Lay out every line of the entries below as a Markdown table with two columns, Row for the line's number and Line for its text. Omit blank lines.

Labeling and segmentation records:
- - -

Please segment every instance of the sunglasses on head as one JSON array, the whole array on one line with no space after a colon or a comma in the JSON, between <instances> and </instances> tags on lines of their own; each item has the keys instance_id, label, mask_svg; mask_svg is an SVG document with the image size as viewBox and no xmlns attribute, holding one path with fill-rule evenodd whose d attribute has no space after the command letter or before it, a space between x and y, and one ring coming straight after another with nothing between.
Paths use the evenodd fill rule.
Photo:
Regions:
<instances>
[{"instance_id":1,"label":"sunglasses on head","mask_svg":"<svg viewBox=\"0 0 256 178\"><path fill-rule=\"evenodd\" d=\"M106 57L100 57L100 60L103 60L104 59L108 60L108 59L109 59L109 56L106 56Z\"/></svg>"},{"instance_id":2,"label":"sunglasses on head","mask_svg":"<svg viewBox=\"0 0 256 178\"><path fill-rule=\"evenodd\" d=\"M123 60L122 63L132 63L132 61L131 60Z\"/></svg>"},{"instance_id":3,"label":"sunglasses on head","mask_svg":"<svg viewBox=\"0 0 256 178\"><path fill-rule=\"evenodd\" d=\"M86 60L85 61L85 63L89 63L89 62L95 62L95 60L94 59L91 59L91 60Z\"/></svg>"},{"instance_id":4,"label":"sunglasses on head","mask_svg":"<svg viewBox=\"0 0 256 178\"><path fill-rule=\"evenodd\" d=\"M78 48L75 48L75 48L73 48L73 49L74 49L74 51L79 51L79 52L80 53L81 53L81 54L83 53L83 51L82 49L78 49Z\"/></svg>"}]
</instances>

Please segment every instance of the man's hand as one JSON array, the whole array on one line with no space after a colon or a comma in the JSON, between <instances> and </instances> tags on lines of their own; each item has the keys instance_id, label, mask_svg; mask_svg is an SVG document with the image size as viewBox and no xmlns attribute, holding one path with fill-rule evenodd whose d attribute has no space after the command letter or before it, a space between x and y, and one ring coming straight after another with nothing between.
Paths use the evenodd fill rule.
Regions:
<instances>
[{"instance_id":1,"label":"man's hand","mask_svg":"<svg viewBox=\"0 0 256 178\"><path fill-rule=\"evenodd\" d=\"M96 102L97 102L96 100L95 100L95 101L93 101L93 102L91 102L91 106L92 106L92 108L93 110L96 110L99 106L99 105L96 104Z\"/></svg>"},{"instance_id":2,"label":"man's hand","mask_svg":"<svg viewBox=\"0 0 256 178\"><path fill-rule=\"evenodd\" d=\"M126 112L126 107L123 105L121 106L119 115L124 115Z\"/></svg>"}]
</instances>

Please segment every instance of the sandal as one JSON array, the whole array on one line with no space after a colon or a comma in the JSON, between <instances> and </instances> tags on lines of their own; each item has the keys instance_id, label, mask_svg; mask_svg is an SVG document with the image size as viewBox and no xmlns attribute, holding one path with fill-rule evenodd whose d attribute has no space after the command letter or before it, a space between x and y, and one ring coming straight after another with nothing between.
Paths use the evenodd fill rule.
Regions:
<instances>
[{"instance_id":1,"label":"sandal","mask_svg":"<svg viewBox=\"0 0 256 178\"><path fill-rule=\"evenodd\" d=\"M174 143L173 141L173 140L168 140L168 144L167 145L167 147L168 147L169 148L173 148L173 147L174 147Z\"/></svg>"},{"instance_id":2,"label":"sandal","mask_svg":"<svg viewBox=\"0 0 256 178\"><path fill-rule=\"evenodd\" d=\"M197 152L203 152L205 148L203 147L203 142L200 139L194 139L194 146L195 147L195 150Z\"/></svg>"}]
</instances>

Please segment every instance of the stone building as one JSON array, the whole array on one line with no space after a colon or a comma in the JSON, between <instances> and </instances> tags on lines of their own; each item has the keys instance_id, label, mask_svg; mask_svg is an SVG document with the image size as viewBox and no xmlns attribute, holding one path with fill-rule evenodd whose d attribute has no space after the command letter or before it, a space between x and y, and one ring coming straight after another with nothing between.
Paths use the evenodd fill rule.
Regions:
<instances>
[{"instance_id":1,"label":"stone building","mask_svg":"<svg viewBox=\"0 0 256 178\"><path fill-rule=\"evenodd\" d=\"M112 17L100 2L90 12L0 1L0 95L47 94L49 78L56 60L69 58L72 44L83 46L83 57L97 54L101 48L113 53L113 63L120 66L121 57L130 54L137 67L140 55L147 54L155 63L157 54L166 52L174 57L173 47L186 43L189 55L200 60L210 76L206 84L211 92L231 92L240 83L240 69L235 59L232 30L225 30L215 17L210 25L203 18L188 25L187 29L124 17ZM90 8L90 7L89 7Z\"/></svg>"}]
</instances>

- - -

= Full output =
| Row | Line |
|---|---|
| 1 | Please segment every instance of the sunglasses on head as one JSON array, the whole array on one line with no space after a colon or a comma in the JSON, between <instances> and </instances> tags on lines of their own; each item has the keys instance_id, label, mask_svg; mask_svg is an SVG document with the image size as viewBox and no xmlns attribute, holding one path with fill-rule evenodd whose d attribute has no space after the command letter or before it, a space between x and y, and one ring coming straight after another with nothing between. |
| 2 | Paths use the evenodd fill rule. |
| 3 | Photo: |
| 4 | Regions: |
| 5 | <instances> |
| 6 | [{"instance_id":1,"label":"sunglasses on head","mask_svg":"<svg viewBox=\"0 0 256 178\"><path fill-rule=\"evenodd\" d=\"M106 57L100 57L100 60L103 60L104 59L108 60L108 59L109 59L109 56L106 56Z\"/></svg>"},{"instance_id":2,"label":"sunglasses on head","mask_svg":"<svg viewBox=\"0 0 256 178\"><path fill-rule=\"evenodd\" d=\"M123 60L122 63L132 63L132 61L131 60Z\"/></svg>"},{"instance_id":3,"label":"sunglasses on head","mask_svg":"<svg viewBox=\"0 0 256 178\"><path fill-rule=\"evenodd\" d=\"M86 60L85 61L85 63L89 63L89 62L95 62L95 60L94 59L91 59L91 60Z\"/></svg>"},{"instance_id":4,"label":"sunglasses on head","mask_svg":"<svg viewBox=\"0 0 256 178\"><path fill-rule=\"evenodd\" d=\"M78 48L75 48L75 48L73 48L73 49L74 49L74 51L79 51L79 52L80 53L81 53L81 54L83 53L83 51L82 49L78 49Z\"/></svg>"}] |
| 7 | </instances> |
| 8 | Please segment every instance of the man's hand as one JSON array, the whole array on one line with no space after a colon or a comma in the JSON, between <instances> and </instances> tags on lines of their own; each item has the keys instance_id, label, mask_svg; mask_svg is an SVG document with the image size as viewBox and no xmlns attribute, holding one path with fill-rule evenodd whose d attribute has no space after the command letter or before it, a space between x and y, and one ring coming straight after another with nothing between. |
| 9 | Paths use the evenodd fill rule. |
| 10 | Regions: |
| 11 | <instances> |
| 12 | [{"instance_id":1,"label":"man's hand","mask_svg":"<svg viewBox=\"0 0 256 178\"><path fill-rule=\"evenodd\" d=\"M96 102L97 102L96 100L95 100L95 101L93 101L93 102L91 102L91 106L92 106L92 108L93 110L96 110L99 106L99 105L96 104Z\"/></svg>"},{"instance_id":2,"label":"man's hand","mask_svg":"<svg viewBox=\"0 0 256 178\"><path fill-rule=\"evenodd\" d=\"M126 112L126 107L123 105L121 106L119 115L124 115Z\"/></svg>"}] |
| 13 | </instances> |
| 14 | Please segment every instance of the sandal as one JSON array, the whole array on one line with no space after a colon or a comma in the JSON, between <instances> and </instances> tags on lines of their own; each item has the keys instance_id, label, mask_svg; mask_svg is an SVG document with the image size as viewBox and no xmlns attribute, holding one path with fill-rule evenodd whose d attribute has no space after the command letter or before it, a space between x and y, and one ring coming straight after another with nothing between. |
| 15 | Paths use the evenodd fill rule. |
| 16 | Regions: |
| 17 | <instances> |
| 18 | [{"instance_id":1,"label":"sandal","mask_svg":"<svg viewBox=\"0 0 256 178\"><path fill-rule=\"evenodd\" d=\"M174 143L173 141L173 140L168 140L168 144L167 145L167 147L168 147L169 148L173 148L173 147L174 147Z\"/></svg>"},{"instance_id":2,"label":"sandal","mask_svg":"<svg viewBox=\"0 0 256 178\"><path fill-rule=\"evenodd\" d=\"M197 152L203 152L205 148L203 147L203 142L200 139L194 139L194 146L195 147L195 150Z\"/></svg>"}] |
| 19 | </instances> |
| 20 | Please segment every instance of the stone building as one JSON array, the whole array on one line with no space after a colon or a comma in the JSON, between <instances> and </instances> tags on lines of their own; each item has the keys instance_id, label, mask_svg; mask_svg is an SVG document with the image size as viewBox and no xmlns attribute, holding one path with fill-rule evenodd whose d attribute has no space after the command letter or before it, a space between x and y, and one ring coming straight after another with nothing between. |
| 21 | Paths use the evenodd fill rule. |
| 22 | Regions: |
| 23 | <instances> |
| 24 | [{"instance_id":1,"label":"stone building","mask_svg":"<svg viewBox=\"0 0 256 178\"><path fill-rule=\"evenodd\" d=\"M112 17L100 2L90 12L0 1L0 95L47 94L49 78L56 60L69 58L72 44L83 46L83 57L97 54L101 48L113 53L113 63L120 66L121 57L130 54L137 67L140 55L147 54L155 63L157 54L166 52L174 57L173 47L186 43L189 55L200 60L210 76L206 84L211 92L231 92L240 83L240 69L235 59L232 30L225 30L215 17L210 25L203 18L188 25L187 29L124 17ZM90 8L90 7L89 7Z\"/></svg>"}] |
| 25 | </instances> |